課題の概要
宝くじにまつわる昔話の文章を、一字一句変えずに全文書き写してください。

ページ抜粋

* * * * *

ゾッとする話「宝くじ」(昔話その2)
結構寒くなってきたよね
いつも息子を遊びに連れて行く商業施設でも外に立ってると寒くて厳しい季節になったよ
昔話してみたらなんだかんだであんなことあったなーって思いだすもんだから
備忘録がてら
書いちゃおうかなぁとね
むかーしといっても10年ちょっとすぎくらいの話
当時俺は地元の田舎で就職しててね
本当政令指定都市でもなんでもない
電車バスは1時間待ち当たり前のど田舎
そんなとこでなーんとか就職してたのよ
大した娯楽もなくて
やる事といえば
ギャンブルやら
同僚と酒飲みに行くくらいだったわけよ
というよりも周りがそういうライフスタイルなもんだったからね
新社会人の俺なんかも引っ張られてそんな事ばっかやってお金を無駄にしたそんな日々だったわけ
当然飲みに行く場所だって限られてるし所詮舌の肥えてない若僧の俺らなんてチェーン店ばっかり行ってたんだよね
そんな中仕事の年数重ねてくうちに上司とも関係ができてきて、馴染みの店を教えてもらったりして選択肢がチェーン店ばっかりから個人経営の店とかにも顔出したりするようになってね
この話はそんな個人経営の居酒屋さんの話
当時俺らの職場の人間が行きつけにしてた店
そこのマスターてのが奇特?な人でね
俺らの同僚にそこの居酒屋の従業員の若い子を紹介してくれるっていうそんな人
俺もご相伴にあずかったり、あずからなかったり
とにかくそのマスターが話上手なもんだからよく行ってたんだよね、その店に
そんな折、ある日上司から
「お前あの店いってんだってな。」

* * * * *

データ部分
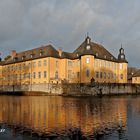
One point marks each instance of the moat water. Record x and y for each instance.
(67, 118)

* * * * *

最終結果
ゾッとする話「宝くじ」(昔話その2)
結構寒くなってきたよね
いつも息子を遊びに連れて行く商業施設でも外に立ってると寒くて厳しい季節になったよ
昔話してみたらなんだかんだであんなことあったなーって思いだすもんだから
備忘録がてら
書いちゃおうかなぁとね
むかーしといっても10年ちょっとすぎくらいの話
当時俺は地元の田舎で就職しててね
本当政令指定都市でもなんでもない
電車バスは1時間待ち当たり前のど田舎
そんなとこでなーんとか就職してたのよ
大した娯楽もなくて
やる事といえば
ギャンブルやら
同僚と酒飲みに行くくらいだったわけよ
というよりも周りがそういうライフスタイルなもんだったからね
新社会人の俺なんかも引っ張られてそんな事ばっかやってお金を無駄にしたそんな日々だったわけ
当然飲みに行く場所だって限られてるし所詮舌の肥えてない若僧の俺らなんてチェーン店ばっかり行ってたんだよね
そんな中仕事の年数重ねてくうちに上司とも関係ができてきて、馴染みの店を教えてもらったりして選択肢がチェーン店ばっかりから個人経営の店とかにも顔出したりするようになってね
この話はそんな個人経営の居酒屋さんの話
当時俺らの職場の人間が行きつけにしてた店
そこのマスターてのが奇特?な人でね
俺らの同僚にそこの居酒屋の従業員の若い子を紹介してくれるっていうそんな人
俺もご相伴にあずかったり、あずからなかったり
とにかくそのマスターが話上手なもんだからよく行ってたんだよね、その店に
そんな折、ある日上司から
「お前あの店いってんだってな。」